#### [Task instructions]
1. Answer the following questions using the MDX query text.
(a) What is the name of the cube that the query draws from?
(b) What temperature does the query's WHERE clause specify?
(c) What does a crossjoin compress two dimensions into?
2. List every dimension named in the WHERE clause of the MDX query text.
(Exercise text Opens)
For more complex cases, 'select' allows one a great deal of flexibility in defining sets. For instance, sets can be filtered. If one is interested in performing calculations only on the c-alpha atoms of a protein, one can filter the set of all atoms in the protein to include only those whose atom name is equal to "CA". One can also navigate the levels of a hierarchical dimension to perform set manipulation - for instance, one can specify a set that contains only the children of the 18th residue of a particular protein. As "atoms" is the next level below residue numbers, this would return a set of all the atoms in the 18th residue.

Crossjoins are also useful in selection statements, especially if one is limiting the result set to two dimensions. Crossjoins essentially compress two dimensions into one, transforming what would be a two-dimensional array into a linear collection of pairwise matches.

'With' is an optional statement, but it is the part of the query that allows one to define novel calculations and convert properties to measures for display. Given coordinate data, for instance, one can define a measure 'distance' in the 'with' statement, that then provides a metric for calculating distance between two points. One can also turn a property such as "atom name" into a measure so that it can be displayed in the results. 'With' also can be used to define named sets, using much the same syntax as is used when they are defined in the select statement. These sets can then be referred to in the select statement by name.

Annotated Example of an MDX query (distance metric): with SET res1 as ' Filter(Descendants([ID].[Hierarchy].[structure].[1a2pa0], 2), [ID].[Hierarchy].CurrentMember.Properties("Atom Name")="CA" )'

SET res2 as ' Filter(Descendants([sekret id].[Hierarchy].[structure].[1a2pa0], 2), [sekret id].[Hierarchy].CurrentMember.Properties("Atom Name")="CA" )'

This creates two sets, one drawn from ID, one drawn from ID's equivalent shadow dimension Sekret ID. In each case the set is defined as the descendants two levels down of the structure 1a2pa0, which will return all the atoms in the structure. The sets are then further filtered to include only those atoms whose atom name is equal to "CA", or c-alpha.

MEMBER [Measures].[distance] as ' sqr( ((res1.Item( Rank([sekret id].[Hierarchy].CurrentMember,res2) - 1),[Measures].[x Coord]) -([ID].[Hierarchy].CurrentMember,[Measures].[x Coord]))^2 + ((res1.Item( Rank([sekret id].[Hierarchy].CurrentMember,res2) - 1),[Measures].[y Coord]) -([ID].[Hierarchy].CurrentMember,[Measures].[y Coord]))^2 + ((res1.Item( Rank([sekret id].[Hierarchy].CurrentMember,res2) - 1),[Measures].[z Coord]) -([ID].[Hierarchy].CurrentMember,[Measures].[z Coord]))^2 ) '

This is a metric to calculate the distance between a pair of atoms, one drawn from the ID dimension, the drawn from the ID dimensions but assigned to the Sekret ID shadow dimension.

select res1 * res2 on rows, MEASURES.[distance] on columns

The first clause of the select statement puts the crossjoin of res1 and res2 on rows, meaning that the rows of the result set will be all possible pairwise matches of the c-alpha atoms of the protein. The second clause puts the single measure, distance, on columns, meaning that there will be a single results column showing the distance between all possible pairs of C-alpha atoms.

from [Dynameomics] Dynameomics is the name of the cube. WHERE ( [Time].[1], [Run].[1], [Temp].[298], [Variant].[WT], [Conditions].[cs=0,nbcycl=3,cor=10] )

These are the slicing dimensions. For this query, we are only considering data from the first picosecond, the first run, where the temperature is 298K, the variant set to wild type, and with the above specified conditions.
(Exercise text Closes)
(Listed records Opens)
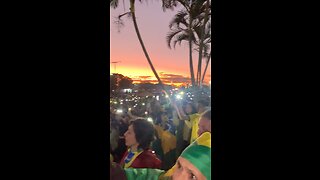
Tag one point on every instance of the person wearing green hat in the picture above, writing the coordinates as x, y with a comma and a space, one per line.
193, 163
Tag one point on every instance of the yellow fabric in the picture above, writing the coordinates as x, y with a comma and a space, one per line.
136, 154
194, 121
168, 141
205, 140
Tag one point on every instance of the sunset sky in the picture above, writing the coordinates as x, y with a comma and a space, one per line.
171, 64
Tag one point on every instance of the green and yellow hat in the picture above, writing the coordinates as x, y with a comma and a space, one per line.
199, 154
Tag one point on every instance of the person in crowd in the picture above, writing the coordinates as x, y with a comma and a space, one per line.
205, 122
193, 163
192, 120
121, 148
183, 131
138, 139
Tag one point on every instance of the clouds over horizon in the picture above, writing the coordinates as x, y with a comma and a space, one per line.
167, 78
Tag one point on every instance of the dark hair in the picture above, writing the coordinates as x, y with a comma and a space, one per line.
204, 102
144, 131
193, 107
207, 114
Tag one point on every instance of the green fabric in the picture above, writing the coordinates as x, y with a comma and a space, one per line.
143, 174
169, 159
198, 156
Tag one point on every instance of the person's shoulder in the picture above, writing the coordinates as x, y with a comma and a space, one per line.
148, 155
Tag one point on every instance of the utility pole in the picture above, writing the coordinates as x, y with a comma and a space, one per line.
115, 65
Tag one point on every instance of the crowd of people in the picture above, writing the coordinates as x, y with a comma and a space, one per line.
160, 136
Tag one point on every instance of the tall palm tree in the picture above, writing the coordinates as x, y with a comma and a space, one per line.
(Listed records Closes)
#### [Results of the exercise]
1.
(a) Dynameomics
(b) 298K
(c) One dimension, a linear collection of pairwise matches

2. Time, Run, Temp, Variant, Conditions